What is needed - Turn the stretch of entries from the very beginning through the line containing "0 311 1160 773" into a numbered list, one line per item and without blank lines.

─── The input

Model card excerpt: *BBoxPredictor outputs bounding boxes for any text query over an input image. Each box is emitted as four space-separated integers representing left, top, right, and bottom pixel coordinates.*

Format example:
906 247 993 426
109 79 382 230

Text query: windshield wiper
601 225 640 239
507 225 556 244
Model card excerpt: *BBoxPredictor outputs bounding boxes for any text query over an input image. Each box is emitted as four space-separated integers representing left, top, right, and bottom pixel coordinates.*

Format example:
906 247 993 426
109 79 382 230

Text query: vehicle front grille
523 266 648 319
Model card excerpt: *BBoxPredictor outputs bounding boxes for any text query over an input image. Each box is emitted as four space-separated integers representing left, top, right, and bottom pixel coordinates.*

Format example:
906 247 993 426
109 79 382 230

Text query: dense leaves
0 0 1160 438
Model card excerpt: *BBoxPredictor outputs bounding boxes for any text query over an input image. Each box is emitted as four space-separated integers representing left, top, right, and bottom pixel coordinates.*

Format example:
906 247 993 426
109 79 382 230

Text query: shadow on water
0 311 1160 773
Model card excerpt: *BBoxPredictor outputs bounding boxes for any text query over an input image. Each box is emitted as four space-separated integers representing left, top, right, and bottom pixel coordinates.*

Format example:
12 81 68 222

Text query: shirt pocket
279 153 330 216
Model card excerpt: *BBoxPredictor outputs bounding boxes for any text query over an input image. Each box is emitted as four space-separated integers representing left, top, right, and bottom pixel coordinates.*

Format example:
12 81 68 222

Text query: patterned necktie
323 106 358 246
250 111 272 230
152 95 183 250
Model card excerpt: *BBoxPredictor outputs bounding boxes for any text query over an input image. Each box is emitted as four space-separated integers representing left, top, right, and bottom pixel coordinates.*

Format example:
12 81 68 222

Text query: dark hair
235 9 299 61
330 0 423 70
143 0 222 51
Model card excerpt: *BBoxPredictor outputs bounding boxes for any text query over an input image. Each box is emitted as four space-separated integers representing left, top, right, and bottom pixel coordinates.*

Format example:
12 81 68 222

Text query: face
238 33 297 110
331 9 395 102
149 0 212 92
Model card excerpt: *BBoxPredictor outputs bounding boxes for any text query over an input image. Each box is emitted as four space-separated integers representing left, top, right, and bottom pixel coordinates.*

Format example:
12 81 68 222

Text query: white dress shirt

──────

Response -
1. Model card excerpt: *BBoxPredictor outputs bounding boxes for any text query over an input image. Each box is emitted as four space-separated integers representing left, top, right, and bottom pixel coordinates.*
2. Format example:
3. 906 247 993 426
4. 109 79 382 230
5. Text query: windshield wiper
6. 601 225 640 239
7. 507 225 556 244
8. Model card excerpt: *BBoxPredictor outputs bounding boxes for any text query over an input image. Each box is emitted as four space-separated integers representing left, top, right, and bottom pixel coordinates.*
9. Format example:
10. 906 247 993 426
11. 109 79 382 230
12. Text query: vehicle front grille
13. 523 266 648 319
14. Model card excerpt: *BBoxPredictor outputs bounding boxes for any text query over an input image. Each box is emitted as four space-separated integers representing left, top, right, and bottom pixel coordinates.*
15. Format example:
16. 906 247 993 426
17. 109 79 382 230
18. Text query: dense leaves
19. 0 0 1160 438
20. Model card excerpt: *BBoxPredictor outputs bounding boxes for any text query over an input image. Each box is emitted as four space-separated integers representing left, top, right, and bottom pixel coordinates.*
21. Format example:
22. 906 247 993 426
23. 109 79 382 230
24. Text query: shadow on water
25. 0 311 1160 773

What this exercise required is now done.